Full results are here

Race 16 Race Report by Peter Ryan, Chairman ISORA

The 2019 ISORA Offshore Championship was decided in a tight contest between three boats – Paul O’Higgins “Rockabill VI”, Chris Power Smith’s “Aurelia” and Andrew Hall’s “Jackknife”. All any of those boats had to do to win the 63 boat, ISORA Offshore Series 2019, was to beat the other two boats in the last race.

The race was the annual James Eadie Race from Pwllheli to Dun Laoghaire, a distance of 80 miles. There were 23 entries for the race but only 14 managed to get the Pwllheli for the start. The starters included a new to ISORA boat from Arklow Sailing Club, John Conlon’s “Humdinger”.

The forecast for the race was moderate North-Westerly winds veering North-Easterly and eventually going very light. The weather for the race was as forecast.
Due to the light forecast in the evening, it was decided by the race committee to select a direct course. The course was:

Start at Pwllheli Bridge – PS2 (Racing buoy) (S) – ISORA Dublin (Virtual Mark) (P) – Finish between the pier heads in Dun Laoghaire. The course was approximately 82 miles.

The race started at 07.30. The starter on the Pwllheli Bridge was Robin Evans. The north-westerly wind provided a tight reach from the start line and “Jackknife” and “Rockabill” were fast off the start line and reaching west along the beach towards PS2. After rounding PS2, the fleet headed south-west towards St Tudwal’s Islands under spinnaker.

At this stage, the format for the race was being set. The three contenders for the Wolf’s Head, “Jackknife”, “Aurelia” and “Rockabill VI” split from the fleet and were racing together in close contact. This was to last for the entire race.

Rounding the headland at St Tudwals the leg west to Bardsey Sound was a fetch but with a foul tide against the fleet, the route to and through Bardsey Sound had to be selected carefully.
Exiting Bardsey Sound the tide was ebbing south. The wind at this stage was still north-westerly providing a 60 mile beat to the finish but this soon changed as the wind veered to the North, liftin the fleet closer to the rhumb line.

It soon became apparent that the forecast was proving correct and the fleet would be close fetching toward Dun Laoghaire. This eliminated most of the tactical options, so boat speed was the main concern.

“Jackknife” led the fleet into Dublin Bay and was the first boat to succumb to the failing winds. This allowed the following boats for close the gap. At one stage, it was looking like a small boat race as all the lead boats slowed and the smaller boats compacted the fleet.

■ **Provided material**:
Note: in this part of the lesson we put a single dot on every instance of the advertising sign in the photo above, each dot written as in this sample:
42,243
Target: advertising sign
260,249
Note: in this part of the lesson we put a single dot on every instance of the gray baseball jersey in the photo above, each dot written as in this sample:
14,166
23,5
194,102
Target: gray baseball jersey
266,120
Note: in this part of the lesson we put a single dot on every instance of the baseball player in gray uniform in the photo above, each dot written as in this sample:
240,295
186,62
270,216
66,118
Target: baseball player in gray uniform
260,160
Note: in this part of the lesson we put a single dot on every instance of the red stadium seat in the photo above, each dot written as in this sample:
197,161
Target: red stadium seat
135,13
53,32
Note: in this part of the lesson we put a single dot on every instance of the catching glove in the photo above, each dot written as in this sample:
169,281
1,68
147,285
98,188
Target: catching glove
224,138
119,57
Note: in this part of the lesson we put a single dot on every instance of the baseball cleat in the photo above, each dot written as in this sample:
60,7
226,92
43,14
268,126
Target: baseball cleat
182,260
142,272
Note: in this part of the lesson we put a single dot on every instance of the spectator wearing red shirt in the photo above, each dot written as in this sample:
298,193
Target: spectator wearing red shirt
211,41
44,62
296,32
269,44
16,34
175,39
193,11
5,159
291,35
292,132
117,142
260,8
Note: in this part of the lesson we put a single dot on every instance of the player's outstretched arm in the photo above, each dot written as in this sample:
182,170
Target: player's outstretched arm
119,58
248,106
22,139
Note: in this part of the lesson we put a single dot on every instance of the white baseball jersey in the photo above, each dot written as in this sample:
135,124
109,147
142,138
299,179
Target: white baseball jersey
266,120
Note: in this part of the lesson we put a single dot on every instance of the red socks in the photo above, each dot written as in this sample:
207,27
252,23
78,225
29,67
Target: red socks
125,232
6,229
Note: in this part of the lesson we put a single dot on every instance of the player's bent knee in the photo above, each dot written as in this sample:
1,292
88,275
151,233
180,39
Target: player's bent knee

■ **Task requirements**:
1 – Summarize the race report in two sentences.
2 – List every boat that the race report names.
3 – According to the race report, who was the starter on the Pwllheli Bridge?

■ **The answers**:
1 – The 2019 ISORA Offshore Championship came down to the final race, the 80-mile James Eadie Race from Pwllheli to Dun Laoghaire, where "Rockabill VI," "Aurelia" and "Jackknife" each needed only to beat the other two, and the three raced in close contact for the entire race. The wind veered from the north-west and then faded as forecast, turning the race into a close fetch where boat speed mattered most, and when "Jackknife" slowed first in Dublin Bay the following boats closed the gap.

2 –
- "Rockabill VI"
- "Aurelia"
- "Jackknife"
- "Humdinger"

3 – Robin Evans